Below are the entries to work from; restate word for word the portion that opens with the line containing "of the clear" and closes with the line containing "of the light", keeping both.
BEGIN
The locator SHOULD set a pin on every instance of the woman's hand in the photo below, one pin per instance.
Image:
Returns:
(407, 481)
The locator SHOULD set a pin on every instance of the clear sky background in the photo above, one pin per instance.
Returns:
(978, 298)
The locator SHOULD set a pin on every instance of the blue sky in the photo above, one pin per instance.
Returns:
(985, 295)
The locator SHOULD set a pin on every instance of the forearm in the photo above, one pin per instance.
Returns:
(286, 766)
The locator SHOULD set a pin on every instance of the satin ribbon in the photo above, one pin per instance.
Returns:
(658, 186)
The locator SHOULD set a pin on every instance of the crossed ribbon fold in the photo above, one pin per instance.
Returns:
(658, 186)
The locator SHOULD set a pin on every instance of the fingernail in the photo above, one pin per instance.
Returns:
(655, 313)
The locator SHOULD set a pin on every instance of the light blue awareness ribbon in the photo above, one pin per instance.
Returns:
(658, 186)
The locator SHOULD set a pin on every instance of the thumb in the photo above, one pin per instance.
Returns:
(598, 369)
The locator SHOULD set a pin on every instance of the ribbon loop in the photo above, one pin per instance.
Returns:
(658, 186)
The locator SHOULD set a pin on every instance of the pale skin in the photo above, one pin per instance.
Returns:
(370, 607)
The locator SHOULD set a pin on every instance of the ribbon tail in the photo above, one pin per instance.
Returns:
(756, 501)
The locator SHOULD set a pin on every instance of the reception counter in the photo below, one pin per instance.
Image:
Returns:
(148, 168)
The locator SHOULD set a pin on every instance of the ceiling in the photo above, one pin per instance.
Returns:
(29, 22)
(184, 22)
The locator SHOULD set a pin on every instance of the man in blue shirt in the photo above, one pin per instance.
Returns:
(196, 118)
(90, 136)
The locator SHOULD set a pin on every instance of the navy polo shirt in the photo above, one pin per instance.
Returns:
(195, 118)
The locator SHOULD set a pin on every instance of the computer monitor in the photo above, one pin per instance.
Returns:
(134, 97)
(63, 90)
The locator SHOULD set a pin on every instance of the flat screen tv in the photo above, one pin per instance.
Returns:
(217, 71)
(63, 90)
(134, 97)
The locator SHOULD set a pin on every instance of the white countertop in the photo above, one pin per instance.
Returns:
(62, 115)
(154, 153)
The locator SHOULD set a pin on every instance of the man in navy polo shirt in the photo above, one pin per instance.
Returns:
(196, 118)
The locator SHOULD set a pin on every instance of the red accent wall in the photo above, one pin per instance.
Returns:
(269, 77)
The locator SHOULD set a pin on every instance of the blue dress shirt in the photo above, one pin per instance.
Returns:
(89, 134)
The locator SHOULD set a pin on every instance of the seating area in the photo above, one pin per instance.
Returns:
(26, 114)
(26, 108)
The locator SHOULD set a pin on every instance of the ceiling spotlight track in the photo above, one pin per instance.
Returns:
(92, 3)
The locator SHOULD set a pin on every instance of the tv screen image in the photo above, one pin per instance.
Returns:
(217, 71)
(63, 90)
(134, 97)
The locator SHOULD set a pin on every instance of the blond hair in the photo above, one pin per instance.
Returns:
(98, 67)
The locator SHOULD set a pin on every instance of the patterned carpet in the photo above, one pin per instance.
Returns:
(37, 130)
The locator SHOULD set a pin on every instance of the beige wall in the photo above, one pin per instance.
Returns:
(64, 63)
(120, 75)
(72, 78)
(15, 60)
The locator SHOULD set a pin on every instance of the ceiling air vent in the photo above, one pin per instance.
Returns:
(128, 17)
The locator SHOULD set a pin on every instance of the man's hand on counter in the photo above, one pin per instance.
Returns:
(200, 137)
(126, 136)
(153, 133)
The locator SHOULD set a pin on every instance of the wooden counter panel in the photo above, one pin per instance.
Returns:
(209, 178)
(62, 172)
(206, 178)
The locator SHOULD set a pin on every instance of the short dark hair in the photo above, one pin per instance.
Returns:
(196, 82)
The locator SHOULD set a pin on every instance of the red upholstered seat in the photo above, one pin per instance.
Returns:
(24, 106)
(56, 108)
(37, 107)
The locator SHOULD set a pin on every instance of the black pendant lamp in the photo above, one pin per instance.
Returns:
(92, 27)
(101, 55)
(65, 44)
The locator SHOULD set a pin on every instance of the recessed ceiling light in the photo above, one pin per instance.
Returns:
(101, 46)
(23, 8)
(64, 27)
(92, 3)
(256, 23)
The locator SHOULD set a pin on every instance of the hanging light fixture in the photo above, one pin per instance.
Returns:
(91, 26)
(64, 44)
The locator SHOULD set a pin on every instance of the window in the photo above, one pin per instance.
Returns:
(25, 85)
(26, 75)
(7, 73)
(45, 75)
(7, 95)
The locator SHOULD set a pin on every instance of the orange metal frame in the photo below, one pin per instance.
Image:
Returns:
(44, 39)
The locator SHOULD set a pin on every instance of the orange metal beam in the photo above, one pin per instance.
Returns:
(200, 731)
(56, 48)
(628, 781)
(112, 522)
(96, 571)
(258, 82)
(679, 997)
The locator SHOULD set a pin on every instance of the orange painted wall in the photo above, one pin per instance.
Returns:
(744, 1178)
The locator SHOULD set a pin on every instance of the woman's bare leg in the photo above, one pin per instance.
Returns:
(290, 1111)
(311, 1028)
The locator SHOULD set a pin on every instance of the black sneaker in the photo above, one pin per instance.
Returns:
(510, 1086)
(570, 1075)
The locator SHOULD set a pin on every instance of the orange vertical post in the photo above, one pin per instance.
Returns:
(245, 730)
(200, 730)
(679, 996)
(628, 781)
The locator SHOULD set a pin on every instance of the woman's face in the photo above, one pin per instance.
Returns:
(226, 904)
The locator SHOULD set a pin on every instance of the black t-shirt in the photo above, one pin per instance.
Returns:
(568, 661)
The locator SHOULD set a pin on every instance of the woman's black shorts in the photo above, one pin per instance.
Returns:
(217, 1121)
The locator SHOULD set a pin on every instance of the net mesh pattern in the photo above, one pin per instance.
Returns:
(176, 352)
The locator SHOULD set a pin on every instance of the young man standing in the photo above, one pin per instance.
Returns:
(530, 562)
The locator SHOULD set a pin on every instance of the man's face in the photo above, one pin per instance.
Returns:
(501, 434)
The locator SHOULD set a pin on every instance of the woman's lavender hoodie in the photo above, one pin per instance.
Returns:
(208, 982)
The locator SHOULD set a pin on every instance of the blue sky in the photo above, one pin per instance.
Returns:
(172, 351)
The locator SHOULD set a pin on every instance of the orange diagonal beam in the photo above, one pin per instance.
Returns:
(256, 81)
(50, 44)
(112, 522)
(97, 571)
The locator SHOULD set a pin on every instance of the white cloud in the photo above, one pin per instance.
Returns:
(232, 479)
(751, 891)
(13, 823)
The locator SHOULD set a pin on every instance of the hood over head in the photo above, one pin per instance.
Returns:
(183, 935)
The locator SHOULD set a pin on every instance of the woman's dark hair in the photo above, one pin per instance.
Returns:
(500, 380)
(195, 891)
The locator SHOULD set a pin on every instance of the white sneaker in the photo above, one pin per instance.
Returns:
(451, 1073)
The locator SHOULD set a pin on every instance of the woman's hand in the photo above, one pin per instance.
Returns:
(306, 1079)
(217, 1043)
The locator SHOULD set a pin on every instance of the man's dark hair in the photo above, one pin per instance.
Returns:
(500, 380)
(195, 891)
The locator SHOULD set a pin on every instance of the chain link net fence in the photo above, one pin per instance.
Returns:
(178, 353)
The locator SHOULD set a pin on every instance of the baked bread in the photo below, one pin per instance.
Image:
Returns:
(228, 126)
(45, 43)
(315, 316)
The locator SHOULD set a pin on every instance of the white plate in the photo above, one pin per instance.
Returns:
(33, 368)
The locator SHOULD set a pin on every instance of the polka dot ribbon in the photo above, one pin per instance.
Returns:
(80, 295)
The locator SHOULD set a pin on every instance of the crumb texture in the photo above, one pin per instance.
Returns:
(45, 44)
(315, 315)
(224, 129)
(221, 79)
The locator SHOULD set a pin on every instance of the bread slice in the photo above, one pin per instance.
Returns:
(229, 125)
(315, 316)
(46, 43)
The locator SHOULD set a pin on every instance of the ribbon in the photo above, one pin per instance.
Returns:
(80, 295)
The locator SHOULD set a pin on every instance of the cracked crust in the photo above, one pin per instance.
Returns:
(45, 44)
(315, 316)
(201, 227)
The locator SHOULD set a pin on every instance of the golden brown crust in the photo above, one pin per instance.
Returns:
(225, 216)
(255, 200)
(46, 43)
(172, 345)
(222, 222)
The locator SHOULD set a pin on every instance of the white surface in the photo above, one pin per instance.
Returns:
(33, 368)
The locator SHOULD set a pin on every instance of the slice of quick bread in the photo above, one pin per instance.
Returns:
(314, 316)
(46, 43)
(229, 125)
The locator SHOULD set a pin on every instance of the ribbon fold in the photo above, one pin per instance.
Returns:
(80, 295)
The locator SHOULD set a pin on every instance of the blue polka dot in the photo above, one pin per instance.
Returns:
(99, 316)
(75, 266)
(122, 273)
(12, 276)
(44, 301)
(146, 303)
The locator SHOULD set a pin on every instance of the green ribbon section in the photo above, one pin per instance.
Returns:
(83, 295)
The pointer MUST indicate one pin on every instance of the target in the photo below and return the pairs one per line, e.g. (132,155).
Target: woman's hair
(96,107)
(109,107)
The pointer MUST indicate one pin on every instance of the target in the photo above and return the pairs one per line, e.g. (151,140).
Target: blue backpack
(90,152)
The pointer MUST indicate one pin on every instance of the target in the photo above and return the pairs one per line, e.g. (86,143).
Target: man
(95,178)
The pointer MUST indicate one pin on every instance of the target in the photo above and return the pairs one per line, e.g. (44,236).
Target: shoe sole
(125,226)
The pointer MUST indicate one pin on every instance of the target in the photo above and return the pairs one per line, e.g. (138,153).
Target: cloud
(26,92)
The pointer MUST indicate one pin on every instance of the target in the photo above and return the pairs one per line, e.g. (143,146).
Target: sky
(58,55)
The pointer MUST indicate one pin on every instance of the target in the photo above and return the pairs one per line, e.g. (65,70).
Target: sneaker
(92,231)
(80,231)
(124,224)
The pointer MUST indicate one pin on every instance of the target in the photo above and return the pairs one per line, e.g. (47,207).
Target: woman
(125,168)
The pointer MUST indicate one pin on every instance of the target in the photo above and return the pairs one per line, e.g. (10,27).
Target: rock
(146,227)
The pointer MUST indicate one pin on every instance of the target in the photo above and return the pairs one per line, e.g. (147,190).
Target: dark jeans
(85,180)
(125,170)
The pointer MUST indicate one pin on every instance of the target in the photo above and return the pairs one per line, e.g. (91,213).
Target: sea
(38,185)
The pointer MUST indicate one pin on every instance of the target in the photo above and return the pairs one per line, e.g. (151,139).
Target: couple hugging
END
Response area »
The locator SHOULD set a pin on every instance of the clear sky background in the photo above, one pin per instance.
Returns:
(978, 298)
The locator SHOULD set a pin on every instance of the blue sky in the photo above, one pin per instance.
Returns:
(985, 295)
The locator SHOULD set a pin on every instance of the forearm in the photo above, one pin per instance.
Returns:
(286, 766)
The locator SHOULD set a pin on every instance of the satin ribbon in the photo above, one pin per instance.
Returns:
(658, 186)
The locator SHOULD set a pin on every instance of the crossed ribbon fold in the photo above, one pin per instance.
Returns:
(658, 186)
The locator SHOULD set a pin on every instance of the fingernail in the photo above, one pin per instance.
Returns:
(655, 313)
The locator SHOULD set a pin on every instance of the light blue awareness ribbon in the photo above, one pin per instance.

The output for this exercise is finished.